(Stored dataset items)
━━━━━━━━

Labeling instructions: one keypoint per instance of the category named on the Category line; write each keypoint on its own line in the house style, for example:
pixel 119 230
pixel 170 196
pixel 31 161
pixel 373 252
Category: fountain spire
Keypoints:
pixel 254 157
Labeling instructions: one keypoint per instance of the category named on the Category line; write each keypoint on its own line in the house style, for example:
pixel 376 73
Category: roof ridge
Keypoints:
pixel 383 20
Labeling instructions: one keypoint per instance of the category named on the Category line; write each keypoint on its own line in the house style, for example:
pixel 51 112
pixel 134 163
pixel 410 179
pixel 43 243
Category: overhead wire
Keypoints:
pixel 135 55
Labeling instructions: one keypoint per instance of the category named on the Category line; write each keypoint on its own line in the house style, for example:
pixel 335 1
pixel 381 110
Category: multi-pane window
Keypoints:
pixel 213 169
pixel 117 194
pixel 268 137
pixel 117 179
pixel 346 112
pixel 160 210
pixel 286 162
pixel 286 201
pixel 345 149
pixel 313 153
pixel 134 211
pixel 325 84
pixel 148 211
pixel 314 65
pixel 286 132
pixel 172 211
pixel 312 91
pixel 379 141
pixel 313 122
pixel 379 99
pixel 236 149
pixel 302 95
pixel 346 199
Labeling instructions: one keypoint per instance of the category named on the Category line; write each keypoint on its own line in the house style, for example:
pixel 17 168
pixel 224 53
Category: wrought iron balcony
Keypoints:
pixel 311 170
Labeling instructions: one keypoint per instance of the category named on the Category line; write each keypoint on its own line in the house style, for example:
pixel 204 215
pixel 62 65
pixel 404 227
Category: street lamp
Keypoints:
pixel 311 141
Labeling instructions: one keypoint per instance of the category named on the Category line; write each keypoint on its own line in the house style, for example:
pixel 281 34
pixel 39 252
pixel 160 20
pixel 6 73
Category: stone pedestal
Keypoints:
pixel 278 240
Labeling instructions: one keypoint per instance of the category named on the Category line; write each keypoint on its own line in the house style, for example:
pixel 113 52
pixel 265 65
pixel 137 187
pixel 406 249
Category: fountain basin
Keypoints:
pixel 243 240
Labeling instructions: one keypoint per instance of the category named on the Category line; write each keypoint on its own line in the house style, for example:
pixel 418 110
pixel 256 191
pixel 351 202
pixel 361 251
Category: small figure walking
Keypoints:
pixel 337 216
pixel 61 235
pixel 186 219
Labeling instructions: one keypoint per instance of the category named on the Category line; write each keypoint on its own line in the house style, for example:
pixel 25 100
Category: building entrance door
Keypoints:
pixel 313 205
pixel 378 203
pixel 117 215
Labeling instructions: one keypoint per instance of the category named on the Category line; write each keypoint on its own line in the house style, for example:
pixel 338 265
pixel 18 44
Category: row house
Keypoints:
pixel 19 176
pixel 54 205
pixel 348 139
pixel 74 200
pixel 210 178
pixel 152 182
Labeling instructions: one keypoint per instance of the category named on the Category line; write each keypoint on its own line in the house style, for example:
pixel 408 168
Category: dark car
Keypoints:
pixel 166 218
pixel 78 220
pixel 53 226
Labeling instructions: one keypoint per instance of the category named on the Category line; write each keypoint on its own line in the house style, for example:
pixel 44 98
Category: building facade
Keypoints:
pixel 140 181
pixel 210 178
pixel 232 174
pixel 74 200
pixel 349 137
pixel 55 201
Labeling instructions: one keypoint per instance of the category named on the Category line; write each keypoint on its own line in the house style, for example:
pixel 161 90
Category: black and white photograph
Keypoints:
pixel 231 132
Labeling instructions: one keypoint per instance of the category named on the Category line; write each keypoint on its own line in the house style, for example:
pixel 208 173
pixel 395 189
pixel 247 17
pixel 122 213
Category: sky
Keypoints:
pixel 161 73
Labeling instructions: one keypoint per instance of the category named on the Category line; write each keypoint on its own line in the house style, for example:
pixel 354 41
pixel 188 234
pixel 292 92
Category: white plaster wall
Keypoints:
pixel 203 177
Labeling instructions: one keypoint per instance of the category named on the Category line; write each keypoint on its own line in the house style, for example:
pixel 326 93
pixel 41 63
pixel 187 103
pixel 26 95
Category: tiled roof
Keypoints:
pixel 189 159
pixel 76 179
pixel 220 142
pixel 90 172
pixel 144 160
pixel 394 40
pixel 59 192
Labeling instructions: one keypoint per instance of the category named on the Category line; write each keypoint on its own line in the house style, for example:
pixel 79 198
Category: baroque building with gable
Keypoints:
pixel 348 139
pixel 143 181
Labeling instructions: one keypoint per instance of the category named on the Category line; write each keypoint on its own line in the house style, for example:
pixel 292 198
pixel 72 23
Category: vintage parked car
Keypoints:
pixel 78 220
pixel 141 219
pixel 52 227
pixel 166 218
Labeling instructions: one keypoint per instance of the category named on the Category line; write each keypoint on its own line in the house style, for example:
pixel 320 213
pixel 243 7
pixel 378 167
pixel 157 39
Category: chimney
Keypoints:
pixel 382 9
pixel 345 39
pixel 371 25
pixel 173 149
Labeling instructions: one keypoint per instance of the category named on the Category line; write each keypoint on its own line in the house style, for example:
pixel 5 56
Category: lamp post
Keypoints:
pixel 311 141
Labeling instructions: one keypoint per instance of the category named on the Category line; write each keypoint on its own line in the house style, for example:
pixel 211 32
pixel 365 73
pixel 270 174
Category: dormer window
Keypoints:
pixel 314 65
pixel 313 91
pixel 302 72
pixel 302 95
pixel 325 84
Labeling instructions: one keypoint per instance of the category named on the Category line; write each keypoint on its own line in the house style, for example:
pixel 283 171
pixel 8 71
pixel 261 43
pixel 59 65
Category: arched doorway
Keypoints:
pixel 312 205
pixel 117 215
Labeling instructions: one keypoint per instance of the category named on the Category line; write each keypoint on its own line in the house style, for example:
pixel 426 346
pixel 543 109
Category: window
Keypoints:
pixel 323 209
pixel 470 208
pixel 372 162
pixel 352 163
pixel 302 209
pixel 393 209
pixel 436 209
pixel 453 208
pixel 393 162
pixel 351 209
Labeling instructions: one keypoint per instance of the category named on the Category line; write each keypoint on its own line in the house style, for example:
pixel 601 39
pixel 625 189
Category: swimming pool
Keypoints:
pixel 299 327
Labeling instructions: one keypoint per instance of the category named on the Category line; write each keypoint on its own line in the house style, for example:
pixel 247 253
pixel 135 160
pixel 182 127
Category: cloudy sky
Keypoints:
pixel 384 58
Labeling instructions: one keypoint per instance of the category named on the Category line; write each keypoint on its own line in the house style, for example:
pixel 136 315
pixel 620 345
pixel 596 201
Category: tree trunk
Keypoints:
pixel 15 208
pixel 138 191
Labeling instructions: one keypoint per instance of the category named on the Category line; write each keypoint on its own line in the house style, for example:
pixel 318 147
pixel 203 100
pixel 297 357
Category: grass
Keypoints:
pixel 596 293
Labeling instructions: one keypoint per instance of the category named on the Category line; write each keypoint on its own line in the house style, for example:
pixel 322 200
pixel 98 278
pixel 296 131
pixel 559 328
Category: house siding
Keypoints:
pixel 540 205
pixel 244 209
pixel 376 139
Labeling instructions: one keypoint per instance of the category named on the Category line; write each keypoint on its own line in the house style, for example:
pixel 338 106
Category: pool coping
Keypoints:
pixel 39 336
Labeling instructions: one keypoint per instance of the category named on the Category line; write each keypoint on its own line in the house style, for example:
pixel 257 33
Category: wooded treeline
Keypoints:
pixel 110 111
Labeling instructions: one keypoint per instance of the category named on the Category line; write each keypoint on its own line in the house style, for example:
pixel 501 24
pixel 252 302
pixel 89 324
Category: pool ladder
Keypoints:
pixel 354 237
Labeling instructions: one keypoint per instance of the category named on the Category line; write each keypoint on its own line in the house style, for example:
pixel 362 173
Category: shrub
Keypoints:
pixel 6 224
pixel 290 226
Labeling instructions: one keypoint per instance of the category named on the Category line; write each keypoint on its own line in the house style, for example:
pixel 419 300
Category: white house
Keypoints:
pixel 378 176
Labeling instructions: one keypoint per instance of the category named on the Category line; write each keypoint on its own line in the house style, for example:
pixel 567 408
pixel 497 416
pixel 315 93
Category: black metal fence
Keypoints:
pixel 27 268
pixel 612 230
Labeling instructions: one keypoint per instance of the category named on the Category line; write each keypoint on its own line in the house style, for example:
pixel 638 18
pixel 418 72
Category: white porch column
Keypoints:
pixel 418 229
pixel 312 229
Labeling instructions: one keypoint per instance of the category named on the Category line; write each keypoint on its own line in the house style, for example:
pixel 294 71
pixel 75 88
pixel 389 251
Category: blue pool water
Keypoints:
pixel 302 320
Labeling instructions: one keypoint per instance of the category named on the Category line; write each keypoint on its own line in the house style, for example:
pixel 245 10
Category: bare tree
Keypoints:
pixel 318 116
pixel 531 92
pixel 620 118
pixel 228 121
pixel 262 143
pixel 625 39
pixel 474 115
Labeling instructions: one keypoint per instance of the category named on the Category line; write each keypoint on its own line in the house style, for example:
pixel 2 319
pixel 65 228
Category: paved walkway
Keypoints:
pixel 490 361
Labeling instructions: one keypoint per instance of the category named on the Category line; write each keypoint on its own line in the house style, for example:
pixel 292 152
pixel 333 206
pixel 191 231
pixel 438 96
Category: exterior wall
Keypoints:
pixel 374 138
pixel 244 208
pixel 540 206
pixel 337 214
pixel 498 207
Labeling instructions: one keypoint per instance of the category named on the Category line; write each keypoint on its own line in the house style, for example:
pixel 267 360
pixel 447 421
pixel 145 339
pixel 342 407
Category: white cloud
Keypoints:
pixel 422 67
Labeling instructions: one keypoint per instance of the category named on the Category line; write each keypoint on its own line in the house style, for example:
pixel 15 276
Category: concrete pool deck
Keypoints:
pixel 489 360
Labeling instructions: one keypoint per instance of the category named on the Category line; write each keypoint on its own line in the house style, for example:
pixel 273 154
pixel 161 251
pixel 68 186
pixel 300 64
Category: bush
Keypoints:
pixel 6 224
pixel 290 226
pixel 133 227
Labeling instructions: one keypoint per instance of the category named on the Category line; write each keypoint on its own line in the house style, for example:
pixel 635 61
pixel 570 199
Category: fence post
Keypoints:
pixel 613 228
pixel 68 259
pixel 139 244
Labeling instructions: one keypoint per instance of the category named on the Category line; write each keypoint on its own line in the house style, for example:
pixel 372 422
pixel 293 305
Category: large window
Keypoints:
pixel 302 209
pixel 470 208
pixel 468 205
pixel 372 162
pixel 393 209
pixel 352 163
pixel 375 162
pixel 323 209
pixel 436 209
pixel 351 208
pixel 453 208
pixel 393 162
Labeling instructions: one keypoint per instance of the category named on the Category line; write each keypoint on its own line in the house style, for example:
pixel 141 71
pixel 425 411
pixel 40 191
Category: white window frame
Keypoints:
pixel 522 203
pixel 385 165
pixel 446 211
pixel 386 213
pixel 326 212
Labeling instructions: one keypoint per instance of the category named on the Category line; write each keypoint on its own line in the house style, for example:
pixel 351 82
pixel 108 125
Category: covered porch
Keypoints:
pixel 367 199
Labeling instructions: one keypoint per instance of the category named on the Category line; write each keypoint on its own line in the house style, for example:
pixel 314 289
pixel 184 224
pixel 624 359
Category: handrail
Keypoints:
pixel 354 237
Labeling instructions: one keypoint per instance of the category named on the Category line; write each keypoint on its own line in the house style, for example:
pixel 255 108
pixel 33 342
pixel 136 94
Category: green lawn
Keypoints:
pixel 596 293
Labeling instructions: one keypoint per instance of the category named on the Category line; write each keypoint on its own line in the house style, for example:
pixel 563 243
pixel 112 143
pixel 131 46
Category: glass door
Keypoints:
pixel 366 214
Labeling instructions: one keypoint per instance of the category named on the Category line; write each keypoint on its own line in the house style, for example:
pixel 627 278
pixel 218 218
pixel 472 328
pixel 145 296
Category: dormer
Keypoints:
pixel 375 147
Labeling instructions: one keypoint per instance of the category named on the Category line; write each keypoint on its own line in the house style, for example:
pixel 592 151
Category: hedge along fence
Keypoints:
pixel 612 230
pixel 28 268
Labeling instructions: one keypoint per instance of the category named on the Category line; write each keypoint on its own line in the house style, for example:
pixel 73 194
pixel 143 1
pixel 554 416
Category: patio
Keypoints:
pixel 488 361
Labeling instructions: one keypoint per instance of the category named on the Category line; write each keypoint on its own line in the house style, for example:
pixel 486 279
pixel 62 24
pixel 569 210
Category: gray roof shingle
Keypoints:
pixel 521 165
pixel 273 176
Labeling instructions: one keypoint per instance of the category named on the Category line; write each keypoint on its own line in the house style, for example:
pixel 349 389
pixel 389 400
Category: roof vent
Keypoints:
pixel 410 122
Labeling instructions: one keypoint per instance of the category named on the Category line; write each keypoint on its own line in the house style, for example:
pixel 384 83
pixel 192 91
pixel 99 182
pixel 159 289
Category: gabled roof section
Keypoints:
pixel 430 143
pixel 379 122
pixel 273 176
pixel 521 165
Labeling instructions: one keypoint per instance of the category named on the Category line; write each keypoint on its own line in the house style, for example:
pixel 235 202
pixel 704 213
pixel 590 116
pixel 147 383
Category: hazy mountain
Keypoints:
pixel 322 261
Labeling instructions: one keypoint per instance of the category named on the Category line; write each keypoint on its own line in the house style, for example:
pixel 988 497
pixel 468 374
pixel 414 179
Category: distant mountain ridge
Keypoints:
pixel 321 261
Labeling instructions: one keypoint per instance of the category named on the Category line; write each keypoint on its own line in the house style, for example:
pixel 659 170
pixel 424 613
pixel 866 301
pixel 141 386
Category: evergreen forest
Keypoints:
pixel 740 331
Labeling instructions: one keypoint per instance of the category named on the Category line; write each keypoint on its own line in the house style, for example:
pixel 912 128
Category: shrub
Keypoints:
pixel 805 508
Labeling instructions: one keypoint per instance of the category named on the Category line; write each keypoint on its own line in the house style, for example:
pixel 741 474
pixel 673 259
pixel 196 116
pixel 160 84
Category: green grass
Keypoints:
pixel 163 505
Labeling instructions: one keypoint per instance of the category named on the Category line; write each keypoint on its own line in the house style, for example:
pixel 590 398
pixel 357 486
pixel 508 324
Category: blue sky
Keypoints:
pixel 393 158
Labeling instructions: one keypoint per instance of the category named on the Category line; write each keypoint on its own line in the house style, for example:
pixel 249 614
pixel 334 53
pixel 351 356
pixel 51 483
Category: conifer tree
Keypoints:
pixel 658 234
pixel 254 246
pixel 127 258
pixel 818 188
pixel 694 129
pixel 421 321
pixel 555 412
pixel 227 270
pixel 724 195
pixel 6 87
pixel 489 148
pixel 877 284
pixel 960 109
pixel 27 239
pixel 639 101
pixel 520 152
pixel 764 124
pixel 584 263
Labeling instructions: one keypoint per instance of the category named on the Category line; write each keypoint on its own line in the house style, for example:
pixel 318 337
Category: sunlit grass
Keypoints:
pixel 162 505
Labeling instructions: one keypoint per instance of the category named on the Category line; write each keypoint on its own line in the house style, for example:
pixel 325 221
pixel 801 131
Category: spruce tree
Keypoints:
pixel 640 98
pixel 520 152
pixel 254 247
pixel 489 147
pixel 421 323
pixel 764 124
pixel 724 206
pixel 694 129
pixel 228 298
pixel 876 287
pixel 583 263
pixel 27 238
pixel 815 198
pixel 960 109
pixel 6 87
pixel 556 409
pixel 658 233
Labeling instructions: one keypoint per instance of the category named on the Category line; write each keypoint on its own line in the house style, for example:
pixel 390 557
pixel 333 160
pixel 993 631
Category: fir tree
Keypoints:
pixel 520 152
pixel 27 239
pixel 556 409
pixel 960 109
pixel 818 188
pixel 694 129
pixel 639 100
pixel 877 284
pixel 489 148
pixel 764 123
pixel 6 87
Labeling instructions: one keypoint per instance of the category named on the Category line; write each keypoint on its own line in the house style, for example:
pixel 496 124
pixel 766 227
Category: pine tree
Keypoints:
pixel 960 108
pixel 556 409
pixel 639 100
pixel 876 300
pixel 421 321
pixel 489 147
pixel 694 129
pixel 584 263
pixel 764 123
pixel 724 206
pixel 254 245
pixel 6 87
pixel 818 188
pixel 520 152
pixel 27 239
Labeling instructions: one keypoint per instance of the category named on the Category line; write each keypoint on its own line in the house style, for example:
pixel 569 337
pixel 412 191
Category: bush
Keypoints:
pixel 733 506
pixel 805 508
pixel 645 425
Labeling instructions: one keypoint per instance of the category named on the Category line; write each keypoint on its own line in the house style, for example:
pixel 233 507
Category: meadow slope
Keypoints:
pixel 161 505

━━━━━━━━

### What you will do
Your answer must be a copy of every line in the data above that holds the string "window".

### Task result
Category: multi-pane window
Category: dormer window
Category: window
Category: large window
Category: white window frame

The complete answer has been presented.